▶ [CHALLENGE]
Write out every entry exactly as it stands.
====== DATA IN THIS EXERCISE ======
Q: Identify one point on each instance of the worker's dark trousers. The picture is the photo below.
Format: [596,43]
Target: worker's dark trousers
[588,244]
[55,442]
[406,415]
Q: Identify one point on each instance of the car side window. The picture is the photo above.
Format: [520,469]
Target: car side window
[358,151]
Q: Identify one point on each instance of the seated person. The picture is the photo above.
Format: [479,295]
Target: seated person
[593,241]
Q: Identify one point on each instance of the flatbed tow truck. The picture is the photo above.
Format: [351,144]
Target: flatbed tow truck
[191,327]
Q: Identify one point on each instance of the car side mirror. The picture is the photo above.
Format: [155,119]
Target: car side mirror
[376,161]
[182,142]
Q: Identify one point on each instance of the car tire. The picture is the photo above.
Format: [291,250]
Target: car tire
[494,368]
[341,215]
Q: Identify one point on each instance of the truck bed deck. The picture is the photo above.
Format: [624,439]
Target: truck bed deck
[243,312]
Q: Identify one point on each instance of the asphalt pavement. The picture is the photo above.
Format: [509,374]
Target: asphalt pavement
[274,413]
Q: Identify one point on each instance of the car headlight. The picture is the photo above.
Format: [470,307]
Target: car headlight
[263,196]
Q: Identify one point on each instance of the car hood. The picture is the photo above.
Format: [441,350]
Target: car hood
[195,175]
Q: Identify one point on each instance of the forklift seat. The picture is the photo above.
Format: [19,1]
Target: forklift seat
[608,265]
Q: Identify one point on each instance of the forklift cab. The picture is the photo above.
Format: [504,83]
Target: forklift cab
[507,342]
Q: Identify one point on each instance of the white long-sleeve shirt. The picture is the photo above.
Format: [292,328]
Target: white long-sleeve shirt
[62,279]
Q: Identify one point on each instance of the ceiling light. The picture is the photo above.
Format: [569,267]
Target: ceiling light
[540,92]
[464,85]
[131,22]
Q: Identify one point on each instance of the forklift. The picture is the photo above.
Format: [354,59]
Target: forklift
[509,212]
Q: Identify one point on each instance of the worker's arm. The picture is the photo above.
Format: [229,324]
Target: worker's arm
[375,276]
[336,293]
======
▶ [THE RESPONSE]
Q: Identify one point on each instance of the worker's dark trousers. The picture is the photo below.
Format: [596,43]
Target: worker's dark trousers
[588,244]
[55,442]
[406,415]
Q: Identify one point on each instance of the car side window. The picture is the photo above.
Format: [520,469]
Target: car side window
[358,151]
Q: Identify one point on each instance of the seated person. The picture is the photo above.
Format: [479,295]
Target: seated person
[593,241]
Q: Identify one point on each instance of the flatbed tow truck. The picture is the photo above.
Format: [351,144]
Target: flatbed tow truck
[191,327]
Q: Identify one point on each instance of the car side mirror. The picture is the photo above.
Format: [155,119]
Target: car side mirror
[376,161]
[182,142]
Q: Identify one point on each instance of the car tire. The picture is the photo above.
Format: [291,250]
Target: car tire
[494,368]
[341,215]
Q: Identify one point on each instance of the truck bed deck. The picture is the photo above.
Format: [624,439]
Target: truck bed deck
[243,312]
Q: Identify one point on each instance of the asphalt pavement. The picture is the photo above.
Format: [509,374]
Target: asphalt pavement
[274,413]
Q: Identify one point on each instance of the car headlight. The picture is the photo above.
Format: [470,307]
Target: car headlight
[263,196]
Q: Identify one point on each instance of the car hood. The picture is the photo above.
Format: [441,350]
Target: car hood
[195,175]
Q: Identify one point on each instance of the forklift seat. The picture is the photo above.
Format: [19,1]
Target: forklift seat
[608,265]
Q: Identify one point on each instance of the forklift cab. The picture is the photo above.
Format: [504,83]
Target: forklift cab
[507,342]
Q: Identify one point on each instance of the white long-sleeve shirt. The picture is the photo above.
Format: [292,328]
Target: white long-sleeve shirt
[62,279]
Q: Identify one point on each instance of the ceiling light. The picture is the photo above.
Format: [569,267]
Target: ceiling light
[540,92]
[464,85]
[131,22]
Q: Identify one point on each instance of the forklift. The picture is the photo above.
Format: [354,59]
Target: forklift
[509,212]
Q: Identify one point on each instance of the worker's arm. The picture is the photo above.
Format: [229,324]
Target: worker's arm
[375,276]
[336,293]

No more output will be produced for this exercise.